Records supplied -
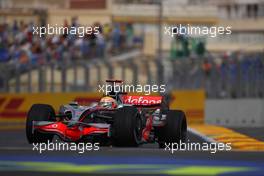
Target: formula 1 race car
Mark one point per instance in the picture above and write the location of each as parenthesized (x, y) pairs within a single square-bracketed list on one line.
[(119, 119)]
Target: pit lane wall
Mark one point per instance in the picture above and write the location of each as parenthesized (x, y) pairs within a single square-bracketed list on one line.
[(14, 106), (235, 112)]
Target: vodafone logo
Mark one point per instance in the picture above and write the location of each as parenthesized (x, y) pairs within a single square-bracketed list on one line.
[(142, 100)]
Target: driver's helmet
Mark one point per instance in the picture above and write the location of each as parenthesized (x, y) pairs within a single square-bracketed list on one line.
[(108, 102)]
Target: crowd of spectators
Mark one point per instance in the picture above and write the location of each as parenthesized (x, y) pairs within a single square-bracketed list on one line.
[(18, 45)]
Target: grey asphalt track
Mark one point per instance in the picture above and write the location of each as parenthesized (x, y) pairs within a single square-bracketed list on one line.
[(17, 158)]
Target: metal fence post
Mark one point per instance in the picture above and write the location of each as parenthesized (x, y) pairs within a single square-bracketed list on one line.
[(63, 78), (17, 76), (29, 78)]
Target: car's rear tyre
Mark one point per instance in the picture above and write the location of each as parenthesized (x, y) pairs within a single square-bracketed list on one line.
[(39, 112), (175, 129), (127, 127)]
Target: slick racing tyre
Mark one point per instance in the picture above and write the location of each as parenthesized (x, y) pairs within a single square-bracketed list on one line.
[(175, 129), (39, 112), (127, 127)]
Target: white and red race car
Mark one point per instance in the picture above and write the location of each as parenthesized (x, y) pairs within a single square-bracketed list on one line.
[(130, 121)]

Work order - Reproduce the lines from the one with "Target: driver's helmet" to the end of the data exactly, leaving out every earlier line.

Written response -
Target: driver's helmet
Mark one point per instance in the picture above and write the location of each as parenthesized (x, y) pairs within a single square-bracketed list on one line.
[(108, 102)]
Target: crowd of spectators
Mark one point per instance in the picture above and write the location of each as parenthesized (x, y) pairs within a single square-bracketed list on one line.
[(18, 45)]
Target: grey asphalt track
Mark one point per instance in the picture above and write the location of each as parenthesized (x, y) pairs within a single square-bracketed list on one line.
[(17, 158)]
Target: metal fence post
Mark one point per instance in the picture above and write the location of each as parenthesized (x, y) pairs within a single square-bracketed list on one line.
[(63, 78), (17, 76), (29, 78)]
Target: car's rear tyre
Mark one point per instance in the picture above and write the location of each as parenthesized (x, y) pairs within a single square-bracketed list on one line.
[(39, 112), (175, 129), (127, 127)]
Target: slick racing tyre
Mark one point per instance in the picture above and write the location of each as parenthesized (x, y) pairs within a single square-bracketed list on one line.
[(175, 129), (39, 112), (127, 127)]
Target: white and red race car
Mark one point per instance in the picture above and write the location of each as parenthesized (x, y) pairs within a single square-bracketed list on one line.
[(130, 121)]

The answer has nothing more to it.